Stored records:
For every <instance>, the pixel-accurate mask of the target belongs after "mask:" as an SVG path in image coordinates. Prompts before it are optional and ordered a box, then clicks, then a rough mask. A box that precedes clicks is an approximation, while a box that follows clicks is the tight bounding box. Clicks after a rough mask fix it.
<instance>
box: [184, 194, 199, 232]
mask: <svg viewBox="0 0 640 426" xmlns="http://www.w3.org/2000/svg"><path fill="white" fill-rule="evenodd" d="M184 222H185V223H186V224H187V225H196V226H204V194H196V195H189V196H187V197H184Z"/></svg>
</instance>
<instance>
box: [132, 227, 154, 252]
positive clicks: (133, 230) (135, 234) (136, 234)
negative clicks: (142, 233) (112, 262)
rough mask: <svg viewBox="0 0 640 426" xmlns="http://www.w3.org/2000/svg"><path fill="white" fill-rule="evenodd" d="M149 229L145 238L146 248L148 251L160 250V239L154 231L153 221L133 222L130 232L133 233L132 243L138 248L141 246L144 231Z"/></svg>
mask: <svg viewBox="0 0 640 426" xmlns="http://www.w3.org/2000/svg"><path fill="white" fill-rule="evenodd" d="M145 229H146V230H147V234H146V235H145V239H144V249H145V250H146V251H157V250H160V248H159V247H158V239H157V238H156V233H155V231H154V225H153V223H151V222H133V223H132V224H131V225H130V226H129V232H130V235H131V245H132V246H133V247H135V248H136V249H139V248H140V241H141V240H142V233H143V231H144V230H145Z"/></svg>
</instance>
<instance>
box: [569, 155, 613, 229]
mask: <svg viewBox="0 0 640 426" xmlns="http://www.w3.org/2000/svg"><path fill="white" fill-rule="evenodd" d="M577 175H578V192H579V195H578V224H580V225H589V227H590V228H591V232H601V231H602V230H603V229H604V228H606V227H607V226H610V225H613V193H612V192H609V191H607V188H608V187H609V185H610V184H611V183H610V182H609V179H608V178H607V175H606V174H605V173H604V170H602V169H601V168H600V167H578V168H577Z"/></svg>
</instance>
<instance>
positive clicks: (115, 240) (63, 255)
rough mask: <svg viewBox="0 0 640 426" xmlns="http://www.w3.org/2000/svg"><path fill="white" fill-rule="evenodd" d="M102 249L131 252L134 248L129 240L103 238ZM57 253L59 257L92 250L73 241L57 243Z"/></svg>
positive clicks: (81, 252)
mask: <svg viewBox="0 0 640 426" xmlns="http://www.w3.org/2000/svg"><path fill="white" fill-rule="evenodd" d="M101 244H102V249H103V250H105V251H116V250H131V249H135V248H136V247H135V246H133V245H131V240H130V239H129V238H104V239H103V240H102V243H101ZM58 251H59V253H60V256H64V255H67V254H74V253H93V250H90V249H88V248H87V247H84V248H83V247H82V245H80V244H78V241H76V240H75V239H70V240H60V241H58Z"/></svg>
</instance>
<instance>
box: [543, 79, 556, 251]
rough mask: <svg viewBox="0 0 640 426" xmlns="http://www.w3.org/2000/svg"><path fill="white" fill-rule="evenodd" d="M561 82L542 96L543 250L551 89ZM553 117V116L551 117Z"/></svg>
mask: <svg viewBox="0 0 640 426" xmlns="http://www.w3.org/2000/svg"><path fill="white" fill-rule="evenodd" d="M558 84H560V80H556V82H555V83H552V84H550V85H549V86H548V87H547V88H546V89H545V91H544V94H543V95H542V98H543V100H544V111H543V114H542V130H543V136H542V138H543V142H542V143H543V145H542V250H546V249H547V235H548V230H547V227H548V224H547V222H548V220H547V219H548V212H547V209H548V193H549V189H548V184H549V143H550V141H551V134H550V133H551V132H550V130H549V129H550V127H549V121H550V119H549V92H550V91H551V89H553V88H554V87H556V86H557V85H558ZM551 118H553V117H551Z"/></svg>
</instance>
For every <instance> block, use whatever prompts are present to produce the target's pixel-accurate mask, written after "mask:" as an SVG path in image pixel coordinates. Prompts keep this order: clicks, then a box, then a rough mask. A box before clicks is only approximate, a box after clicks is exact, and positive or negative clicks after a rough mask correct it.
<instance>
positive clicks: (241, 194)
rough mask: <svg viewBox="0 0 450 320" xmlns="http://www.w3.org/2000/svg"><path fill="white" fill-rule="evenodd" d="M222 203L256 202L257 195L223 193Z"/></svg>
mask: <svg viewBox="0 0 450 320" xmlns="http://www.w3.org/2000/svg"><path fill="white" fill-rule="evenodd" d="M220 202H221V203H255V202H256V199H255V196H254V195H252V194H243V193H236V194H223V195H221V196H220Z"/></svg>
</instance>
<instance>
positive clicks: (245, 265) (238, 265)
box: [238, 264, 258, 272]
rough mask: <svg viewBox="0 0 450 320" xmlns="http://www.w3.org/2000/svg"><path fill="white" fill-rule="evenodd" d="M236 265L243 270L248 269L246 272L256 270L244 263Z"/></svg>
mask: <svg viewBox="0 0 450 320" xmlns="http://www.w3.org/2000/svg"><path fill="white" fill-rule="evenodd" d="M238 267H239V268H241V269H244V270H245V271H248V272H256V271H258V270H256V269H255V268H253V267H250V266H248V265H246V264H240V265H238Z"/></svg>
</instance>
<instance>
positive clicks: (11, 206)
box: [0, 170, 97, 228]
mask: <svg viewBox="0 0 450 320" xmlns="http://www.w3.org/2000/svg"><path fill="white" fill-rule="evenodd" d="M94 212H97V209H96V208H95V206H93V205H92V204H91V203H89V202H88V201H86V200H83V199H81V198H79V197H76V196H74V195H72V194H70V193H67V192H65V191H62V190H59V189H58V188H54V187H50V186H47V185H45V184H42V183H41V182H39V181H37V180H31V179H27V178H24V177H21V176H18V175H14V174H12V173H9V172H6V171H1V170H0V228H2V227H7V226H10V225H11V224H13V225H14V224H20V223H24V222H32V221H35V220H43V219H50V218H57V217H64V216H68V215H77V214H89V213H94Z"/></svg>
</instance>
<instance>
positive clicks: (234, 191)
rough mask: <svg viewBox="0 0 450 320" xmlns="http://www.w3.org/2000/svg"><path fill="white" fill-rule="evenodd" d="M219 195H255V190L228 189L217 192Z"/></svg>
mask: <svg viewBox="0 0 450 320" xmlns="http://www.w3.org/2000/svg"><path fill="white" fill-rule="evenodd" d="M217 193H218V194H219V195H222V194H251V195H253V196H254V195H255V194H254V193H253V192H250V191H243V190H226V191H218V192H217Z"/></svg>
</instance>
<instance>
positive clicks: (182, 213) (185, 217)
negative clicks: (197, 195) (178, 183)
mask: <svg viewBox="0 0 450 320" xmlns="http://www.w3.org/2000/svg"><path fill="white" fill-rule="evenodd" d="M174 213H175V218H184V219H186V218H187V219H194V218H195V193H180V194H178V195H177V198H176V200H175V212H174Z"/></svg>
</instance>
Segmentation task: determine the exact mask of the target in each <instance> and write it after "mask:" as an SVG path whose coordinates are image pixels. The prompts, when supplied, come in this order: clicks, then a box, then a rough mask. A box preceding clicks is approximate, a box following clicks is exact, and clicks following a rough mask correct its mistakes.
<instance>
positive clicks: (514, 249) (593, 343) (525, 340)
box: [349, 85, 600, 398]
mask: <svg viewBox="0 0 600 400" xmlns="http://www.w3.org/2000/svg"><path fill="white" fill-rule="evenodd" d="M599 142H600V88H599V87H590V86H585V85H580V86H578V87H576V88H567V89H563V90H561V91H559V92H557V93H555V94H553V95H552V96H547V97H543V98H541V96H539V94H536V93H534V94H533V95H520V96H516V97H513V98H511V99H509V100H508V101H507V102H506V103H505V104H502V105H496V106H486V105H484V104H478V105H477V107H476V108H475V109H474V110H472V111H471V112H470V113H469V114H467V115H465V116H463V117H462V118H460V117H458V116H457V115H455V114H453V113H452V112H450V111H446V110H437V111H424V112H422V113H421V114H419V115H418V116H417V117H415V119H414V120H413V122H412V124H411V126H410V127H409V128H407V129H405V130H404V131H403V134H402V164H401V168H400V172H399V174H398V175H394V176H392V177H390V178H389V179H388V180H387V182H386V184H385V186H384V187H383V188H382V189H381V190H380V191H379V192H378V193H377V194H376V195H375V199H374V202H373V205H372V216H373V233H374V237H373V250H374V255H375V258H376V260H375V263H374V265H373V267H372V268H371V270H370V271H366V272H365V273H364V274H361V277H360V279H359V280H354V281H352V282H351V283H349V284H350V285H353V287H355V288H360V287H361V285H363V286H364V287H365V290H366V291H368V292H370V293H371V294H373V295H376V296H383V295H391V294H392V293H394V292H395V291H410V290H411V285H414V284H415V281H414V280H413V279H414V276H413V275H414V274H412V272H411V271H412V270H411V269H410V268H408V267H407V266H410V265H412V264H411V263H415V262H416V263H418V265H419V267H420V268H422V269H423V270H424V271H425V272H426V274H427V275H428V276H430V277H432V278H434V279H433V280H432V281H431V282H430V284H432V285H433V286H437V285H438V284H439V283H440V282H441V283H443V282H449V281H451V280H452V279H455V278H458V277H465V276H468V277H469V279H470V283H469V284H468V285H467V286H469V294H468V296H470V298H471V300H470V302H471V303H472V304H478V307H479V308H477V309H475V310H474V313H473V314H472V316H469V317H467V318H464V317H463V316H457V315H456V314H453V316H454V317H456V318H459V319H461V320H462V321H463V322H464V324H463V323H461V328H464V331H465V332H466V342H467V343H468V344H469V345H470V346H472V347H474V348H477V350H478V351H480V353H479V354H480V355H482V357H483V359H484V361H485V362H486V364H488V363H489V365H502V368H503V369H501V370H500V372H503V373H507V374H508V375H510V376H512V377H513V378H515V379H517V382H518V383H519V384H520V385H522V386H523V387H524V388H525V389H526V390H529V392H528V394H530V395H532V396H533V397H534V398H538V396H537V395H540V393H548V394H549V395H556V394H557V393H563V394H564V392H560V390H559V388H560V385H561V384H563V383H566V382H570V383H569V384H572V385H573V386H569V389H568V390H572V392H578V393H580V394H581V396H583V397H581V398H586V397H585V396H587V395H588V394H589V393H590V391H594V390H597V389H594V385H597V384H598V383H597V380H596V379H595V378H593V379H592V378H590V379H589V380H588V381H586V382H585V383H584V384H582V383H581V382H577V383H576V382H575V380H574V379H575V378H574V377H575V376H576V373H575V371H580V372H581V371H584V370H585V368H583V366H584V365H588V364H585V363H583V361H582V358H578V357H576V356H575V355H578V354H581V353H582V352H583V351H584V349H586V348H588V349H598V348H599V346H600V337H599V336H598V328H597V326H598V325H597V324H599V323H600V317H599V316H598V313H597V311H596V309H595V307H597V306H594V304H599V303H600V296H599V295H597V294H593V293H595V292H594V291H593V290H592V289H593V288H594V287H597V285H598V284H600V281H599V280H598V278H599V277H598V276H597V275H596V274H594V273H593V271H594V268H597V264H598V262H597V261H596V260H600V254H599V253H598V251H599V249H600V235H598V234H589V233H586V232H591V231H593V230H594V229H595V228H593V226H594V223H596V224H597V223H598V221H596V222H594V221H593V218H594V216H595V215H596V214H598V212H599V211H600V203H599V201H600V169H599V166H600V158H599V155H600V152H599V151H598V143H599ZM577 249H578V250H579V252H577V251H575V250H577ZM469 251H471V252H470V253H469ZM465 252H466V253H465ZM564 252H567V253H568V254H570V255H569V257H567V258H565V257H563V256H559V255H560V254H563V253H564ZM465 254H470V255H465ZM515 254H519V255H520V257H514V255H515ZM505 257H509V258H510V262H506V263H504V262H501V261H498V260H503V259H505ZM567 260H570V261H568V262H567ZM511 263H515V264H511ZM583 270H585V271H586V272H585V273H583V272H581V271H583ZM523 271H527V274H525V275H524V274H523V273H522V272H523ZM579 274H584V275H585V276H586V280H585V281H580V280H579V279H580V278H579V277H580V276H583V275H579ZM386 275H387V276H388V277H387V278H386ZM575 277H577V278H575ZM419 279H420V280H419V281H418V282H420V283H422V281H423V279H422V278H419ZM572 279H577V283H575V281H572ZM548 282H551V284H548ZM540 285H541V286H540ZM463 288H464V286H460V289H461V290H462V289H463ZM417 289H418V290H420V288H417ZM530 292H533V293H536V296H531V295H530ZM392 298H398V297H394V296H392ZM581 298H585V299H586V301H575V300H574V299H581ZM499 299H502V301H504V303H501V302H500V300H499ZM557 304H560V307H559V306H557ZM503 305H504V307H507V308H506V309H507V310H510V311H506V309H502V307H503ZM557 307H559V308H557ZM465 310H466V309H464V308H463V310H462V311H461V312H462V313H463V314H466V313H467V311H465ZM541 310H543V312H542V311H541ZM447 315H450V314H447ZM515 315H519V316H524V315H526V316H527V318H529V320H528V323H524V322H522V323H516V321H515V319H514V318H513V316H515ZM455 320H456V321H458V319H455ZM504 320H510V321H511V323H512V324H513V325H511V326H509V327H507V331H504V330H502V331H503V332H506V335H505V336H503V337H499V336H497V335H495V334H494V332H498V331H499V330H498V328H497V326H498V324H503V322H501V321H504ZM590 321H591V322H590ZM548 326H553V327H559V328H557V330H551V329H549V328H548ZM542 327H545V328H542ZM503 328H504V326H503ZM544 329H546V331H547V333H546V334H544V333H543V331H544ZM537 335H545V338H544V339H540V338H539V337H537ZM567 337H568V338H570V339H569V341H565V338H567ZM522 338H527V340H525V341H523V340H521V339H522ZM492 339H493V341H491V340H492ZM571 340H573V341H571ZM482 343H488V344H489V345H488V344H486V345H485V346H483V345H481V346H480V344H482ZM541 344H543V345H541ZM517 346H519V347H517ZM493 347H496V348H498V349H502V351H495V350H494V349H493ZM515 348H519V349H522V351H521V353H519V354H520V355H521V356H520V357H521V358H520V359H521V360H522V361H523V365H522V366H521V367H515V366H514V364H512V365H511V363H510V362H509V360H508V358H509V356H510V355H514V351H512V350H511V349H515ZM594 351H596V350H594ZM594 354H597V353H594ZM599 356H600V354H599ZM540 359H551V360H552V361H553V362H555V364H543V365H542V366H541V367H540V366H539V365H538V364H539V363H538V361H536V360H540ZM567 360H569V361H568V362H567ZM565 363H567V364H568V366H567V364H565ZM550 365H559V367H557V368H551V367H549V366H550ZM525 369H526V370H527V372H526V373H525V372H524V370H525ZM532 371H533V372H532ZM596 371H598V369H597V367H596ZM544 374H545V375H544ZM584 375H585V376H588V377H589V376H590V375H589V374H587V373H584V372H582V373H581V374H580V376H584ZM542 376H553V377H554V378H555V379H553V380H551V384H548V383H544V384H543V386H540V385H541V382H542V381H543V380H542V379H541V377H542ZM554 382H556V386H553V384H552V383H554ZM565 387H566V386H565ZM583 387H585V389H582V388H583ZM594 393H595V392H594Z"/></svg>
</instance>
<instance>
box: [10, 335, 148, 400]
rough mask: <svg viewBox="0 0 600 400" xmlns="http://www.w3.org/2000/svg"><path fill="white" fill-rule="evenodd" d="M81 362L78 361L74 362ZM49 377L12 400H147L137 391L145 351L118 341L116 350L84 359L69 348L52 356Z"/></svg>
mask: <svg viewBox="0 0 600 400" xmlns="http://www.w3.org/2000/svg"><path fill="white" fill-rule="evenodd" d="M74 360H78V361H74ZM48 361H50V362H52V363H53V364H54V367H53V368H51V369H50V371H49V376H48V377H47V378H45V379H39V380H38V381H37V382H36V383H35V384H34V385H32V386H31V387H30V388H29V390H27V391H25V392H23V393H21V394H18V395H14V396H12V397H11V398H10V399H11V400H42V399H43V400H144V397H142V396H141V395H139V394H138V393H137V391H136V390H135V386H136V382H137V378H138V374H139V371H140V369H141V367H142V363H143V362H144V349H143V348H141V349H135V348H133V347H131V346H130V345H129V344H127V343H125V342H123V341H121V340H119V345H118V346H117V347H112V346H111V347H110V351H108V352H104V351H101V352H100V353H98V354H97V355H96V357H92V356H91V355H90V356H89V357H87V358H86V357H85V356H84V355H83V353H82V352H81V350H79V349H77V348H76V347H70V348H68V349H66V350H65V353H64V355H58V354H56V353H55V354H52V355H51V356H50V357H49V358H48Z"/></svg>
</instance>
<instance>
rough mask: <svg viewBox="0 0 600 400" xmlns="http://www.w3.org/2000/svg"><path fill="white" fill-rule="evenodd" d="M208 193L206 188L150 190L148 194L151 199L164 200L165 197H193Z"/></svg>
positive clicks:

Goal of the exercise: Tally the lines in the records above that contain the word "after", and give only that number.

Task response: 3